• **OBJECTIVE**: Transcribe the full article on Doklam and Wuhan below, word for word and without omitting anything.

India coy on Doklam, Wuhan facts

A meeting of the External Affairs Committee on Doklam was held on August 9, 2018.

India coy on Doklam, Wuhan facts

REBUILDING ties: PM Modi and Chinese President Xi Jinping in Wuhan. Reuters (File)

Maj-Gen Ashok K Mehta (Retd)

A meeting of the External Affairs Committee on Doklam was held on August 9, 2018. External Affairs Minister Sushma Swaraj last month in Parliament spoke assertively on two inter-related issues — Doklam and Wuhan, the first summit between President Xi Jinping and Prime Minister Modi. The Doklam standoff, she said, was resolved with China through 'diplomatic maturity and without losing any ground', adding 'status quo had been maintained.' The facts are somewhat different. 

At a US Congressional Foreign Affairs Subcommittee hearing on this on July 25, Congresswoman Ann Wagner referred to the faceoff and said: 'Although both countries backed down, China has quietly resumed its activities in Doklam.' She added: 'Neither Bhutan nor India had sought to dissuade it and China's activities in the Himalayas were reminiscent of its fait accompli in South China Sea.' 

Minister of State of External Affairs and former Army Chief, Gen VK Singh, said: 'Since disengagement of Indian and Chinese personnel in Doklam on August 28, 2017, there have been no new developments at the faceoff site and its vicinity.' Here, too, the facts are different.

• **DATA**:
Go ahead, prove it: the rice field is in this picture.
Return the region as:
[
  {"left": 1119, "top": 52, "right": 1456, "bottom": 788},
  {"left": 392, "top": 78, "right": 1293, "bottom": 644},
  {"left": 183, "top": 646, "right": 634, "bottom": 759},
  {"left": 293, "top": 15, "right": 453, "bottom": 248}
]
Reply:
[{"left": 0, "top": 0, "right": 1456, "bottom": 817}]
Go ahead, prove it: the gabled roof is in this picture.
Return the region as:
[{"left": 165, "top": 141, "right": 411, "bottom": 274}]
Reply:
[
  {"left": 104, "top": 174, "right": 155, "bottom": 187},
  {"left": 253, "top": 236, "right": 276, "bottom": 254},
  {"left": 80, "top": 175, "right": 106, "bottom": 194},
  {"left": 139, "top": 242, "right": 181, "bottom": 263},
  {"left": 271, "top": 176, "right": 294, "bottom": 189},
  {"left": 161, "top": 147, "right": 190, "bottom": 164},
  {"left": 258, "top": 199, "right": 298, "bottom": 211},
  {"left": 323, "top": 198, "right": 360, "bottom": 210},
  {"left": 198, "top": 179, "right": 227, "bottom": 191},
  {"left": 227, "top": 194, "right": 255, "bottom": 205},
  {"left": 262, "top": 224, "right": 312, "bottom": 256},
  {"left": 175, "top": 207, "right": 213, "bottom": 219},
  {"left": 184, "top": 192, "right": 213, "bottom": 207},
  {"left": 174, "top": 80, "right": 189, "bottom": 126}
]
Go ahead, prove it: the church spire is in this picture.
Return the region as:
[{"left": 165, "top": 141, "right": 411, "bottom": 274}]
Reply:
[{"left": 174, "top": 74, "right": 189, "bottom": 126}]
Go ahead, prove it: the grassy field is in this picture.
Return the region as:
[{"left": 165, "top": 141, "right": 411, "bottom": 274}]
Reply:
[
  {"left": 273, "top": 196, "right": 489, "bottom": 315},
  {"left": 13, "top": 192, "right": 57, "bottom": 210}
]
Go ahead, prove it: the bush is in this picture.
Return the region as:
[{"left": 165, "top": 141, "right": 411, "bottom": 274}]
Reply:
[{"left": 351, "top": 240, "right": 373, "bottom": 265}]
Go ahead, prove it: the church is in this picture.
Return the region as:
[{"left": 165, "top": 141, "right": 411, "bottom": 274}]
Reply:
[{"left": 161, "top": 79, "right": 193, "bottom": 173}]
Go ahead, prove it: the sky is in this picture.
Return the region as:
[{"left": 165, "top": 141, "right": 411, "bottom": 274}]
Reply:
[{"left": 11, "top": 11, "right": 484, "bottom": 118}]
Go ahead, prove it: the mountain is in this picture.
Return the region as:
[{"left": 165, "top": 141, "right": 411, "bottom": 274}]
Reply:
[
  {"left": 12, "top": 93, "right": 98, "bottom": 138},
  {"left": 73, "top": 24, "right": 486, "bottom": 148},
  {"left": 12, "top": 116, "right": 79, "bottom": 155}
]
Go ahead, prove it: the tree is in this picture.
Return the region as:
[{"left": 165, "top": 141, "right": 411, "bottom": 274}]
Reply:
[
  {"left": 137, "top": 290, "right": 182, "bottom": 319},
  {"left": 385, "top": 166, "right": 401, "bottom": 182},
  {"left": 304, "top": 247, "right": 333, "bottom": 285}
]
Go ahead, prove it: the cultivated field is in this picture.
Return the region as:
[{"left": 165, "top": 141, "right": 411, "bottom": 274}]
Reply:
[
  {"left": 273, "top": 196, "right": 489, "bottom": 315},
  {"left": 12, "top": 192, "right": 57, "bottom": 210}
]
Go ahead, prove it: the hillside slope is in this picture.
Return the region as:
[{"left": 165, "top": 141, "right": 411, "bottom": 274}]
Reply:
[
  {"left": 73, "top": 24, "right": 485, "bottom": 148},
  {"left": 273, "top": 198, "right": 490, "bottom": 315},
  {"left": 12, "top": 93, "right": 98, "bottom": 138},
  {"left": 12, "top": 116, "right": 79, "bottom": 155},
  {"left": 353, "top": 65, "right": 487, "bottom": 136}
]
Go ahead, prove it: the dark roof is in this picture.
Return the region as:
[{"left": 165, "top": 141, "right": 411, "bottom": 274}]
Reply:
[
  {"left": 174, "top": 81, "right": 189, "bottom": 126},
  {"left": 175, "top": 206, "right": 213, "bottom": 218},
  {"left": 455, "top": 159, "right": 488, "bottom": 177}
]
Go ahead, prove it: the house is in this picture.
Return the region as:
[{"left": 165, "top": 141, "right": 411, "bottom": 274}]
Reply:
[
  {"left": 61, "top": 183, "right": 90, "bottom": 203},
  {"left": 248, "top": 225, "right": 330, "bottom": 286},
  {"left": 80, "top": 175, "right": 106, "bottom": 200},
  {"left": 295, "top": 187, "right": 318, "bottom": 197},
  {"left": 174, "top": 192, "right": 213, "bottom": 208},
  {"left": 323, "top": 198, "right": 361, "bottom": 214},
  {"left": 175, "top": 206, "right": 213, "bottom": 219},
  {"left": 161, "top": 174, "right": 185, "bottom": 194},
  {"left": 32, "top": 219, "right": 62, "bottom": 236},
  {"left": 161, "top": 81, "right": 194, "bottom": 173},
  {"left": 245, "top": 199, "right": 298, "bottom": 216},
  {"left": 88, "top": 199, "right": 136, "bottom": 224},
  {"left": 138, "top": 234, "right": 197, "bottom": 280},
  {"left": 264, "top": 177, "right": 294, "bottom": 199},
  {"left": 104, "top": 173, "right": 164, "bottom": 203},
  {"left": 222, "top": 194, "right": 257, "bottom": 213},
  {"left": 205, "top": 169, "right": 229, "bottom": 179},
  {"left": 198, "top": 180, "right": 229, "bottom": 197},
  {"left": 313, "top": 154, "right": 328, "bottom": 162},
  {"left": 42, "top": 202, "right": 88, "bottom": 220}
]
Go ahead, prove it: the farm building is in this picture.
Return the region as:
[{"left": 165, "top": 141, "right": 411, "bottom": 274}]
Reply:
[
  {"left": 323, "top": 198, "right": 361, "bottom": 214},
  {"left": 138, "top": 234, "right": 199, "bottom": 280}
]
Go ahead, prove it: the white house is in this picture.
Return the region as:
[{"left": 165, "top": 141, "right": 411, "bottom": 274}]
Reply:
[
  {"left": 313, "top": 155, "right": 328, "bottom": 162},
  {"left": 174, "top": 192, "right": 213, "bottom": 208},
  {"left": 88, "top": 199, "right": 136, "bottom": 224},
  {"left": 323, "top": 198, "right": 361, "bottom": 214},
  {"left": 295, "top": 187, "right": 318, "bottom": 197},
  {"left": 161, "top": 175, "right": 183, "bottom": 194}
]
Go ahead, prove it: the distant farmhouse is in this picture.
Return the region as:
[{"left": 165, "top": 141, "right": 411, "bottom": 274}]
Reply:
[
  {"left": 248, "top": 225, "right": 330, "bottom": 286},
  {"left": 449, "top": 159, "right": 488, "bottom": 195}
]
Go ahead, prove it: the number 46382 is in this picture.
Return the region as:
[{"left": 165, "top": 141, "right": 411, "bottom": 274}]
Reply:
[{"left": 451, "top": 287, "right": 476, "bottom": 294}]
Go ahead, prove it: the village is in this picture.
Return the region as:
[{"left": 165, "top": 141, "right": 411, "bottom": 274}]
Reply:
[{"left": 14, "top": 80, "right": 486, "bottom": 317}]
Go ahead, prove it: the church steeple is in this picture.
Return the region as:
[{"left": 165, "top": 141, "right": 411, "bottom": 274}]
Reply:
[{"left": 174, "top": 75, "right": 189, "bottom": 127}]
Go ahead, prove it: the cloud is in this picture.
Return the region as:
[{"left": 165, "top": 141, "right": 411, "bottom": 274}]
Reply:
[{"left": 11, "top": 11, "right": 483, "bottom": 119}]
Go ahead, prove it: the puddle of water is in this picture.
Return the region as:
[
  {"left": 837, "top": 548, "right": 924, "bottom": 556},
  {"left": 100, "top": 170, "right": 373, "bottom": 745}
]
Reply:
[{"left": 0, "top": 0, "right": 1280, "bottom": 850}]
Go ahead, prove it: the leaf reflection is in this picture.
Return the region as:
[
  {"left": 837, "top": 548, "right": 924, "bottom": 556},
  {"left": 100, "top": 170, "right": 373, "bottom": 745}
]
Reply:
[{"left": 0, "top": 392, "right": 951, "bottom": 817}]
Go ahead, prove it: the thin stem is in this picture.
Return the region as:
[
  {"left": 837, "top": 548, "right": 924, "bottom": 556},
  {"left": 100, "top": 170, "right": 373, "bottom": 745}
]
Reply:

• **FINISHED ANSWER**:
India coy on Doklam, Wuhan facts

A meeting of the External Affairs Committee on Doklam was held on August 9, 2018.

India coy on Doklam, Wuhan facts

REBUILDING ties: PM Modi and Chinese President Xi Jinping in Wuhan. Reuters (File)

Maj-Gen Ashok K Mehta (Retd)

A meeting of the External Affairs Committee on Doklam was held on August 9, 2018. External Affairs Minister Sushma Swaraj last month in Parliament spoke assertively on two inter-related issues — Doklam and Wuhan, the first summit between President Xi Jinping and Prime Minister Modi. The Doklam standoff, she said, was resolved with China through 'diplomatic maturity and without losing any ground', adding 'status quo had been maintained.' The facts are somewhat different. 

At a US Congressional Foreign Affairs Subcommittee hearing on this on July 25, Congresswoman Ann Wagner referred to the faceoff and said: 'Although both countries backed down, China has quietly resumed its activities in Doklam.' She added: 'Neither Bhutan nor India had sought to dissuade it and China's activities in the Himalayas were reminiscent of its fait accompli in South China Sea.' 

Minister of State of External Affairs and former Army Chief, Gen VK Singh, said: 'Since disengagement of Indian and Chinese personnel in Doklam on August 28, 2017, there have been no new developments at the faceoff site and its vicinity.' Here, too, the facts are different.